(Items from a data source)
++++++++++++++++++++

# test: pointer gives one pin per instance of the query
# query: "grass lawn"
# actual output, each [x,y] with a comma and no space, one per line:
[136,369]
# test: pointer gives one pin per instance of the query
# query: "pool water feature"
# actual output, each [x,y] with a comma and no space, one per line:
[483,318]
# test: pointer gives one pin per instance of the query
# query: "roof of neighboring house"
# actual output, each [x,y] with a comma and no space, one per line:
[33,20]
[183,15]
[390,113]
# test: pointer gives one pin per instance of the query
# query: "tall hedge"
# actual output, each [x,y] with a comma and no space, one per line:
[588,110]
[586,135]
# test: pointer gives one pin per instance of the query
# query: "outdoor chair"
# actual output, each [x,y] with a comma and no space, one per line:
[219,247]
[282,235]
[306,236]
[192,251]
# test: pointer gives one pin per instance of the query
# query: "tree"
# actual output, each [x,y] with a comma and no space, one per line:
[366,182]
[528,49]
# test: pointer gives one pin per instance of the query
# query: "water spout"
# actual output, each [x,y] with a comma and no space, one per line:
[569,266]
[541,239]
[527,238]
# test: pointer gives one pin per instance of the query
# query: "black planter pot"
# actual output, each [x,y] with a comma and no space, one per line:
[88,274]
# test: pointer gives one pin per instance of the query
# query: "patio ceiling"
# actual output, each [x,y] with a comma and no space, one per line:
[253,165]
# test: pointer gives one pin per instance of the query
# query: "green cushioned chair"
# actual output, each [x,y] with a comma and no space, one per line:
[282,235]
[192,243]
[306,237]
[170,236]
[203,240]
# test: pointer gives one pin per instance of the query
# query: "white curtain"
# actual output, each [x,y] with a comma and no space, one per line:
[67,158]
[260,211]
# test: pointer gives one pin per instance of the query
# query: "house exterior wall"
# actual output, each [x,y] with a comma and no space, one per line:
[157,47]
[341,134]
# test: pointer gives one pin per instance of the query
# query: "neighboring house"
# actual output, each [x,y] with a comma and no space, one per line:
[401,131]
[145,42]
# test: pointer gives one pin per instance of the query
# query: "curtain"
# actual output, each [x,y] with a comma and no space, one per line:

++++++++++++++++++++

WHAT THIS TASK INVOLVES: Copy every record above exactly as it appears.

RESULT OF THE EXERCISE:
# test: pointer gives one pin per instance of the query
# query: "grass lawn"
# actual output, each [x,y] with a comma and no space, one per line:
[136,369]
# test: pointer gives one pin per instance of the query
# query: "pool water feature"
# actual output, each [x,y] with a comma and no space, one per line:
[483,318]
# test: pointer gives one pin per instance of the query
# query: "roof of neighboring house"
# actual output, each [x,y] with a comma and no space, one per line:
[33,20]
[183,15]
[390,113]
# test: pointer gives one pin per instance of the query
# query: "tall hedge"
# actual output, each [x,y] with a comma and no space, one per line:
[588,110]
[586,135]
# test: pointer gives one pin per instance of the query
# query: "outdoor chair"
# actual output, each [x,y] with a comma and no space, one per line:
[219,247]
[282,235]
[306,236]
[192,251]
# test: pointer gives one pin per instance of the query
# query: "tree"
# actual output, each [x,y] with a comma and no space, one per line:
[366,182]
[528,49]
# test: pointer gives one pin per instance of the query
# query: "water spout"
# actual output, each [x,y] with a comma and no space, one per line:
[569,266]
[541,239]
[527,238]
# test: pointer gives one pin per instance of the query
# query: "black planter pot"
# actual output, each [x,y] with a comma and no space, one per line:
[88,274]
# test: pointer gives one pin per instance of the query
# query: "patio ceiling"
# actual output, each [x,y] with a comma and no space, one per line:
[253,165]
# test: pointer gives one pin per instance of the query
# query: "green cushioned chair"
# actual output, each [x,y] with a comma and no space, one per line:
[282,235]
[192,243]
[306,237]
[170,236]
[203,240]
# test: pointer gives one pin per instance of the query
# query: "white curtain"
# actual output, each [x,y] with a comma and no space, one per line:
[67,158]
[260,211]
# test: pointer gives one pin per instance of the query
# query: "house exterior wall"
# actual output, each [x,y] with a comma and no space, one per line:
[157,47]
[341,134]
# test: pointer gives one pin per instance of the query
# query: "neighboring house"
# actual output, each [x,y] with a comma and no space, one per line:
[401,131]
[145,42]
# test: pointer gives one pin per instance of the query
# query: "curtain"
# actual output, each [x,y] with a comma and no space, one per line:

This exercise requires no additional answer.